*REQUIRED WORK*
Transcribe word for word the lines spanning the line with "cloud and report the pixel coordinates." through the end of the records.

● ● ● ● ● ● ●

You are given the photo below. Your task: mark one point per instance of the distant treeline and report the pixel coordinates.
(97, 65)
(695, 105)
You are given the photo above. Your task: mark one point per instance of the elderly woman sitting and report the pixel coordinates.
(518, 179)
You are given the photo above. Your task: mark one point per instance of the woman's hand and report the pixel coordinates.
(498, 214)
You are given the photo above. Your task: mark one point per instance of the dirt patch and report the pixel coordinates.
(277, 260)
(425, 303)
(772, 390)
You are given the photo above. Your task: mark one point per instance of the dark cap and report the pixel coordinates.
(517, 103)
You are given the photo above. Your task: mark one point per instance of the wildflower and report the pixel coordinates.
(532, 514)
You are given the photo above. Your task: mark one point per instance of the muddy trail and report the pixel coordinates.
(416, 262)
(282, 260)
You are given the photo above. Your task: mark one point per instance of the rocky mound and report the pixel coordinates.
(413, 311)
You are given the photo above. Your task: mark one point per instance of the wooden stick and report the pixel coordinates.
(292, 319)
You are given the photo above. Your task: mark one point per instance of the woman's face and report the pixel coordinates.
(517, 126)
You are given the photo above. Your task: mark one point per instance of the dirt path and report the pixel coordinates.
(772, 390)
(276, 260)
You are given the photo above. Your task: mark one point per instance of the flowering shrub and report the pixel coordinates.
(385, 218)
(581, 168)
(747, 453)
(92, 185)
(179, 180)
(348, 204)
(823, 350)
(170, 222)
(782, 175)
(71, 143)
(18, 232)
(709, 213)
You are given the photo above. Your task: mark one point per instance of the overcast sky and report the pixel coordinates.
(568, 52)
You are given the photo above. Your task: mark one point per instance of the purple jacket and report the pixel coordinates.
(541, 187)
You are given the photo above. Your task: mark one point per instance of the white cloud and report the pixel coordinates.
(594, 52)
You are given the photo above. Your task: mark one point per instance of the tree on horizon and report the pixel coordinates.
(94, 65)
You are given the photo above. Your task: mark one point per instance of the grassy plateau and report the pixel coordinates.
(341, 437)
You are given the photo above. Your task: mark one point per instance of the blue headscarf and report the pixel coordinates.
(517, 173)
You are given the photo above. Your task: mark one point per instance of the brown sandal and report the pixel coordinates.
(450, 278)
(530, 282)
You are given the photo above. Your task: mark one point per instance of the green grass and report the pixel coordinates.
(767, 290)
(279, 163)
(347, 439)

● ● ● ● ● ● ●

*ANSWER TO THIS TASK*
You are given the photo above. Your task: mark one point per instance of the white cloud and report the pixel coordinates.
(594, 52)
You are given the photo above. Your task: mark one point per instance of the tree on horizon and report the pixel coordinates.
(94, 65)
You are given the photo above. Your task: mark one point per instance of the grassy plateau and report the pixel coordinates.
(341, 437)
You are given the photo above. Your task: mark one point per instance of the blue headscarf and report the pixel coordinates.
(517, 173)
You are given the photo above. Your task: mark one point per instance of the brown sandal and report the pixel coordinates.
(450, 278)
(530, 282)
You are given the photo above. Your task: mark one point per instance of the green grass and report the pixel coordinates.
(767, 290)
(279, 163)
(347, 439)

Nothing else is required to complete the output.